The girl with Hereditary Angioedema (HAE) is 22-year-old Jordyn Campbell from Brampton, ON. HAE is a rare and life-threatening genetic condition that occurs 1 in 10, 000 to 1 in 50, 000 people. HAE symptoms include episodes of swelling in various body parts including the hands, feet, face and airways.
All her life, Campbell was dubbed as a medical mystery consistently in and out of hospitals and surgeries with every imaginable problem. In 2017, she was diagnosed with HAE after the disease nearly took her life.
Her cause? Genetics. Inheriting the genetic fault from a parent is the rarest cause for HAE. Campbell does not have enough of a substance known as C1, which causes the immune system to “misfire” and cause swelling. Campbell has a 50% chance of passing the genetic fault onto her future children.
Grade 11 (2012) was the first time Campbell ever swelled, she woke up with a swollen hand. After that, it reoccurred at least once a month on either her hands, arms or feet. No doctor or specialist could pinpoint what was going on.
“I grew more and more sick, but I was so sick of going to the hospital that I wouldn’t go unless I was sick for more than 15 hours. I remember crying a lot and questioning ‘why me?’”
This time last year, Campbell was in her fourth year, living away at home, at Nipissing University. Campbell developed a terrible cough and sinus infection. She began having trouble breathing.

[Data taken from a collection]
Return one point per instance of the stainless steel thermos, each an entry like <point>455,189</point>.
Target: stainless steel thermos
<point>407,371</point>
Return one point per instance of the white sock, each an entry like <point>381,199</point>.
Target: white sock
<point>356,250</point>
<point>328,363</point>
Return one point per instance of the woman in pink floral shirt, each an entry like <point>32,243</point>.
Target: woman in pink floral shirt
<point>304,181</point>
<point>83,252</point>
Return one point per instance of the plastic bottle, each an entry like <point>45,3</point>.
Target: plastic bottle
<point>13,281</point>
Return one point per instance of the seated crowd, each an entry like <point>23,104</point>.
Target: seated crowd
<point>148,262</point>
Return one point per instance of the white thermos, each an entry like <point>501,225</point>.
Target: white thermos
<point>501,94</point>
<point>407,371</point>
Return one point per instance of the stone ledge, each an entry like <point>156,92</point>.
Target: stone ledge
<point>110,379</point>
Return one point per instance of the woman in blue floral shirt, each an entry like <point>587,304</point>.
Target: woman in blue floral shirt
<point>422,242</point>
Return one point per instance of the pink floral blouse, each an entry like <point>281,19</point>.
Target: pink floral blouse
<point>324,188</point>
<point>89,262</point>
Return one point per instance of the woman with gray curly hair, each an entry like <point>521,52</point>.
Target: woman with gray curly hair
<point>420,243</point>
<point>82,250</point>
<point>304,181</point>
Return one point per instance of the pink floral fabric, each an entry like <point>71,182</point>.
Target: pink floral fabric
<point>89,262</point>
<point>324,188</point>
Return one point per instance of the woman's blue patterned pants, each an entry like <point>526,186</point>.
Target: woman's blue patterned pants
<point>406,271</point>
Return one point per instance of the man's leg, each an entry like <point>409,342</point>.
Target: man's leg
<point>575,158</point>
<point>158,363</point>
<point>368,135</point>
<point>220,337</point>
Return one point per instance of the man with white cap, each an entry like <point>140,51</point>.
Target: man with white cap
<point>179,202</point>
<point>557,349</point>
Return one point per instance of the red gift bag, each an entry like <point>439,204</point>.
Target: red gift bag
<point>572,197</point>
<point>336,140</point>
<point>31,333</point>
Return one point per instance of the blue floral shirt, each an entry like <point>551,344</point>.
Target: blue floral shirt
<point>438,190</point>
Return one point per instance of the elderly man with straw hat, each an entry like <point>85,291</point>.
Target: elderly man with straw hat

Work order A: Duplicate the part of the article about HAE from "The girl with" up to and including "her future children.".
Work order B: In the article about HAE, what year was Campbell diagnosed with the condition?
This data comes from a separate source.

Task result A:
The girl with Hereditary Angioedema (HAE) is 22-year-old Jordyn Campbell from Brampton, ON. HAE is a rare and life-threatening genetic condition that occurs 1 in 10, 000 to 1 in 50, 000 people. HAE symptoms include episodes of swelling in various body parts including the hands, feet, face and airways.
All her life, Campbell was dubbed as a medical mystery consistently in and out of hospitals and surgeries with every imaginable problem. In 2017, she was diagnosed with HAE after the disease nearly took her life.
Her cause? Genetics. Inheriting the genetic fault from a parent is the rarest cause for HAE. Campbell does not have enough of a substance known as C1, which causes the immune system to “misfire” and cause swelling. Campbell has a 50% chance of passing the genetic fault onto her future children.

Task result B: 2017